__Dataset entries__:

[BEGIN]

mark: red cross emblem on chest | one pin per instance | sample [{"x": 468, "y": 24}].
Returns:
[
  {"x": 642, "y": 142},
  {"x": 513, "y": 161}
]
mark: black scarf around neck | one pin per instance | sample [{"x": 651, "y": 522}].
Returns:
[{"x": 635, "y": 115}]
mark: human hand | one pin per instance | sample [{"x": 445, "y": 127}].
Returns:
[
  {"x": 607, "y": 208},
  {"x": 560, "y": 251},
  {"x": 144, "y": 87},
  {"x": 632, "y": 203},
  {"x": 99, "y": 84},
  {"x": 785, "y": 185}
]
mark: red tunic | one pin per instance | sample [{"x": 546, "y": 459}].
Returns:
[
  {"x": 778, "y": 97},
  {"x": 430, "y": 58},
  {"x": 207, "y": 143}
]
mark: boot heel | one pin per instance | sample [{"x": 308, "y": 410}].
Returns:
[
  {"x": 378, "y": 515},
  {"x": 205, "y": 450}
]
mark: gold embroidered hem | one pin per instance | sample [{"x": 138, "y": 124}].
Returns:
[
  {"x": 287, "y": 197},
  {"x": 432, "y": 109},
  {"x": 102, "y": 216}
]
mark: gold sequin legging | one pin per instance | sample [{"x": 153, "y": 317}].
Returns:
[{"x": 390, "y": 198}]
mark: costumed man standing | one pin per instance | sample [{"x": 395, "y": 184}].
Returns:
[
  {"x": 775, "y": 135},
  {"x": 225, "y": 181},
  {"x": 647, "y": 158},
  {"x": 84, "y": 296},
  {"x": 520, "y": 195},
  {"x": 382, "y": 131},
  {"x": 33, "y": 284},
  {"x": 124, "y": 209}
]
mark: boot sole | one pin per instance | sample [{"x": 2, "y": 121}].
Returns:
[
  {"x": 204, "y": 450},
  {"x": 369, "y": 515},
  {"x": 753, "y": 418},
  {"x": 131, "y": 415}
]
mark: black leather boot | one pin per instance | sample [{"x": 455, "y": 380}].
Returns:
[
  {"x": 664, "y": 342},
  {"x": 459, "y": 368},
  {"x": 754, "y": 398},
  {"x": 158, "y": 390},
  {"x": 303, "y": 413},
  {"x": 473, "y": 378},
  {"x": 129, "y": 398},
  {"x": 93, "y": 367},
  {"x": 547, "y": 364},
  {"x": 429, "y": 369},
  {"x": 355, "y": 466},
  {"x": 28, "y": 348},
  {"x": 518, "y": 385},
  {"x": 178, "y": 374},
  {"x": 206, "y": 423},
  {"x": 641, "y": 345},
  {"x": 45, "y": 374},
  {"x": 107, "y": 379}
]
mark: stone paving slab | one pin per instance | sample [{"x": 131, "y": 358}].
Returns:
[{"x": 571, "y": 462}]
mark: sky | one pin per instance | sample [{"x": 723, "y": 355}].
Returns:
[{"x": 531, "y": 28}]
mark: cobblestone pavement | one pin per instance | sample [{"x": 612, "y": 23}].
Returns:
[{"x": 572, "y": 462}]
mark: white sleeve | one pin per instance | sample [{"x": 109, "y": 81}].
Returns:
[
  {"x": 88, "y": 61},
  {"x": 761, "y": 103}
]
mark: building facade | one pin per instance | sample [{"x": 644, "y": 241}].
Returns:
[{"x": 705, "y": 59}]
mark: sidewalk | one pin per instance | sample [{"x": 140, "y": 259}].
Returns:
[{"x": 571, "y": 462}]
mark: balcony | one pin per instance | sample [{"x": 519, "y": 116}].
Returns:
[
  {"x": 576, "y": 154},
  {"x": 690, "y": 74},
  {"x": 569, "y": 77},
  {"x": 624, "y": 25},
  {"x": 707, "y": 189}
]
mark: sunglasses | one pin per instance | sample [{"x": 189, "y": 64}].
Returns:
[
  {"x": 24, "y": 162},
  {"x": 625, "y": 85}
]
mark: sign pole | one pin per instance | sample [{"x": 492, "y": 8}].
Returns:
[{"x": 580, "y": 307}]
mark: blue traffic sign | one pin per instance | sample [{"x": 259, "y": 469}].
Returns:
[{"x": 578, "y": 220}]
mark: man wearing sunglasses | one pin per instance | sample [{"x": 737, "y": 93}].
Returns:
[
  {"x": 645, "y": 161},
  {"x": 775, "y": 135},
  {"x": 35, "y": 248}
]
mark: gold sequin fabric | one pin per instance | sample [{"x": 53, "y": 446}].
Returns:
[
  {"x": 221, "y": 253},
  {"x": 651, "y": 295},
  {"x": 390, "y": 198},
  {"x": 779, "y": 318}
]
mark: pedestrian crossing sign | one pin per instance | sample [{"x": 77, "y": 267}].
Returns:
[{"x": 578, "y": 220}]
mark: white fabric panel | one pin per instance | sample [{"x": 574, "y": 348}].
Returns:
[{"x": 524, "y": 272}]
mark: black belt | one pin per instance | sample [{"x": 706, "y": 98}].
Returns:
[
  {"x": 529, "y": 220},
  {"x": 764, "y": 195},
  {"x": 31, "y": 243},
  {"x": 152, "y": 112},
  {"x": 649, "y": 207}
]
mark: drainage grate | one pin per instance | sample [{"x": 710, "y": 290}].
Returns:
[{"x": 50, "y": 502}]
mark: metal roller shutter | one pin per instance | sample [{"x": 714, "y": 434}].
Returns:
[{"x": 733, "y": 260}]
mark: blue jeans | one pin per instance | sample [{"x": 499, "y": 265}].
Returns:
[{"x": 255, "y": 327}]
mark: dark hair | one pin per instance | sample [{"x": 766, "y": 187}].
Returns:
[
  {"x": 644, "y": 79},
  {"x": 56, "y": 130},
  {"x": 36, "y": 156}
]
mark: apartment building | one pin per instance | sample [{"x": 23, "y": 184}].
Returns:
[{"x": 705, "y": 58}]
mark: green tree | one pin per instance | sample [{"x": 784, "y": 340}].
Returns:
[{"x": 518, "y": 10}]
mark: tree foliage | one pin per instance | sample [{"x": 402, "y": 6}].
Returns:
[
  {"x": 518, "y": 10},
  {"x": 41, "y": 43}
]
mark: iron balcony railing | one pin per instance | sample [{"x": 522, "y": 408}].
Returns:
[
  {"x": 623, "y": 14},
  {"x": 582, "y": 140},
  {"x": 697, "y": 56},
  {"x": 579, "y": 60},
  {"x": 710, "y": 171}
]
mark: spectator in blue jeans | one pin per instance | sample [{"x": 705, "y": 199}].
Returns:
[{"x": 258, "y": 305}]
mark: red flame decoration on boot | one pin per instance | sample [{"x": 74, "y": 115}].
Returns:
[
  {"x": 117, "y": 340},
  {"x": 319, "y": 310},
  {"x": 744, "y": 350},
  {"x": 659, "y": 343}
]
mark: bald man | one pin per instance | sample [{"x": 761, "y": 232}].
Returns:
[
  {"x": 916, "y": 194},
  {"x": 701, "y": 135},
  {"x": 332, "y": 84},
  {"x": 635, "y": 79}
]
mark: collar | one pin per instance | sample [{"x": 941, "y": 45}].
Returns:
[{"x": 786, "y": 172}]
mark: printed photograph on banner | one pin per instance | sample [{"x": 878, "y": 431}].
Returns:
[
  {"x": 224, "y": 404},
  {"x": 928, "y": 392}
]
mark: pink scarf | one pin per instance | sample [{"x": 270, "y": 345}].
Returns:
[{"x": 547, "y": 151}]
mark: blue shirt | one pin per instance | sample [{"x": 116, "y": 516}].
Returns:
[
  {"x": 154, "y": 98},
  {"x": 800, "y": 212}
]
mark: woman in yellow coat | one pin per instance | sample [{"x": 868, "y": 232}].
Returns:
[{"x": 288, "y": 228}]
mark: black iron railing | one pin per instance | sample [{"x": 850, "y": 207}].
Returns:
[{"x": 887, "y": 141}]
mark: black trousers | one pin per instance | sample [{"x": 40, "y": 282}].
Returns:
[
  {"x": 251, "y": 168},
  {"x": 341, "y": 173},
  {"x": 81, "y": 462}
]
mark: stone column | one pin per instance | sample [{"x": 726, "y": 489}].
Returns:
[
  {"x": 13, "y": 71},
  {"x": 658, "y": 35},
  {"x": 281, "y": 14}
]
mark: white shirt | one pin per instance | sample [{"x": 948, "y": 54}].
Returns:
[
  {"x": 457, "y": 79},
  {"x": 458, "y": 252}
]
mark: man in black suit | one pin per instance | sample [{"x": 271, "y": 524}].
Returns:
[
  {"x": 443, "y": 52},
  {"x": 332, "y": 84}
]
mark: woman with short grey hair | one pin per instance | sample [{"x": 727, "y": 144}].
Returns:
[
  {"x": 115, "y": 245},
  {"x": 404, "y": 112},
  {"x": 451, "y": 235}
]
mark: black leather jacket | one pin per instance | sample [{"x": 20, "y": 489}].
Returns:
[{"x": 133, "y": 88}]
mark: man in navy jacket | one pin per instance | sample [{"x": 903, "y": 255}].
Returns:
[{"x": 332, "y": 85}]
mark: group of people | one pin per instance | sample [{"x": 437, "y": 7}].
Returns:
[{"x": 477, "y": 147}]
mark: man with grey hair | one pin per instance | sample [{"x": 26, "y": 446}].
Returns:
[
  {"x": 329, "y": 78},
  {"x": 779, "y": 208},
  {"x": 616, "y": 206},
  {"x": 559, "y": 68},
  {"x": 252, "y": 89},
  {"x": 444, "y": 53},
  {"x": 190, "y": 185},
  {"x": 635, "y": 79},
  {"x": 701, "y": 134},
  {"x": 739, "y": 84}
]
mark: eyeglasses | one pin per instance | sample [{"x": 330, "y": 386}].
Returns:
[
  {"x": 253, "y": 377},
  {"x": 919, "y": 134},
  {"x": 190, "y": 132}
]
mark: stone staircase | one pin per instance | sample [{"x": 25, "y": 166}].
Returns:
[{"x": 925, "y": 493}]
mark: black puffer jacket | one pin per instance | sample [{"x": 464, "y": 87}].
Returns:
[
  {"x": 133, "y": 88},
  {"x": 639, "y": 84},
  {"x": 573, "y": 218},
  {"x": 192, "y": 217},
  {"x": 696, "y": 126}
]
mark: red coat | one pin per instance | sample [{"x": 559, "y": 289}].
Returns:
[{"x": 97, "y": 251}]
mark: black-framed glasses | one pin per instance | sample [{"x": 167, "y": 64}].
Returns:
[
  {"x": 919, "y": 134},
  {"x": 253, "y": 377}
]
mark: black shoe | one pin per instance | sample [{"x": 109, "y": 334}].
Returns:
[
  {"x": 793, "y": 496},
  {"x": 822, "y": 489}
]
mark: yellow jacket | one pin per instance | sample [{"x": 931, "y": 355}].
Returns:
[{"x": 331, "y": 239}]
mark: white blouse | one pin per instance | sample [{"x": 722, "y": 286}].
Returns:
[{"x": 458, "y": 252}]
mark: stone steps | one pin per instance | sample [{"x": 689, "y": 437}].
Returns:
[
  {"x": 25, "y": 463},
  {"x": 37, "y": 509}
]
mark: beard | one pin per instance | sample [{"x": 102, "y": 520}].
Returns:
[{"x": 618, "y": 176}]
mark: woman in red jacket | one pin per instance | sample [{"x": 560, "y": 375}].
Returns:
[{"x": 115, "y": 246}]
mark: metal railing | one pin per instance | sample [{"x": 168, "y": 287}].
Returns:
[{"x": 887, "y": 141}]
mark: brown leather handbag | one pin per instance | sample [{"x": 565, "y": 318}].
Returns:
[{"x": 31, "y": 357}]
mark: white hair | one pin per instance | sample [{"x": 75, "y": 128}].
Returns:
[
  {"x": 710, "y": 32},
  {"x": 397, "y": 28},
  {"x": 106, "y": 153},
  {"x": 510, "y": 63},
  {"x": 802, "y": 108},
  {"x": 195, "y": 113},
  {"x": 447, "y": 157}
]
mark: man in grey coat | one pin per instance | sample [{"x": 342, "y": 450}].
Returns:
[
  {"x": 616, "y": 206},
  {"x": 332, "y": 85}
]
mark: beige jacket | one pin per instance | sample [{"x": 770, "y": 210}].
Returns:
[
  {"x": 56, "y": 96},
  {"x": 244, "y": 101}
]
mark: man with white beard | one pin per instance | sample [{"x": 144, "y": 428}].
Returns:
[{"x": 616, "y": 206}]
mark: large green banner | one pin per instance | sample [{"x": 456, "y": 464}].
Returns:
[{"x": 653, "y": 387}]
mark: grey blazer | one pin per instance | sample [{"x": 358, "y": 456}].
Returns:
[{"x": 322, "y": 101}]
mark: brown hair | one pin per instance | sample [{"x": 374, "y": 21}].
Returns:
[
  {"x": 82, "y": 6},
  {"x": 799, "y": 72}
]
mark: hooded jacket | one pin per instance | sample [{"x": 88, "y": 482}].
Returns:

[END]

Reproduce the final stretch of the data above: every line from the one holding "mark: white hair" through the end, inclusive, exactly as written and nothing else.

mark: white hair | one pin per instance | sample [{"x": 75, "y": 128}].
Returns:
[
  {"x": 710, "y": 32},
  {"x": 397, "y": 28},
  {"x": 106, "y": 153},
  {"x": 510, "y": 63},
  {"x": 802, "y": 108},
  {"x": 195, "y": 113},
  {"x": 447, "y": 157}
]
mark: man in grey coat | one pin per instance | sample [{"x": 342, "y": 450}].
Returns:
[
  {"x": 616, "y": 206},
  {"x": 332, "y": 85}
]
mark: beige jacket | one pin per instance | sample [{"x": 770, "y": 210}].
Returns:
[
  {"x": 56, "y": 96},
  {"x": 244, "y": 101}
]
mark: man with white beard | one pin per instance | sample [{"x": 144, "y": 428}].
Returns:
[{"x": 616, "y": 206}]
mark: large green banner | one pin per instance | sample [{"x": 456, "y": 464}].
Returns:
[{"x": 653, "y": 387}]
mark: grey blazer | one pin per instance | sample [{"x": 358, "y": 456}].
Returns:
[{"x": 322, "y": 101}]
mark: brown hair | one pin per instance | sample [{"x": 374, "y": 21}].
Returns:
[
  {"x": 82, "y": 6},
  {"x": 799, "y": 72}
]
mark: hooded jacket | one pin per instance | sample [{"x": 88, "y": 482}].
Returns:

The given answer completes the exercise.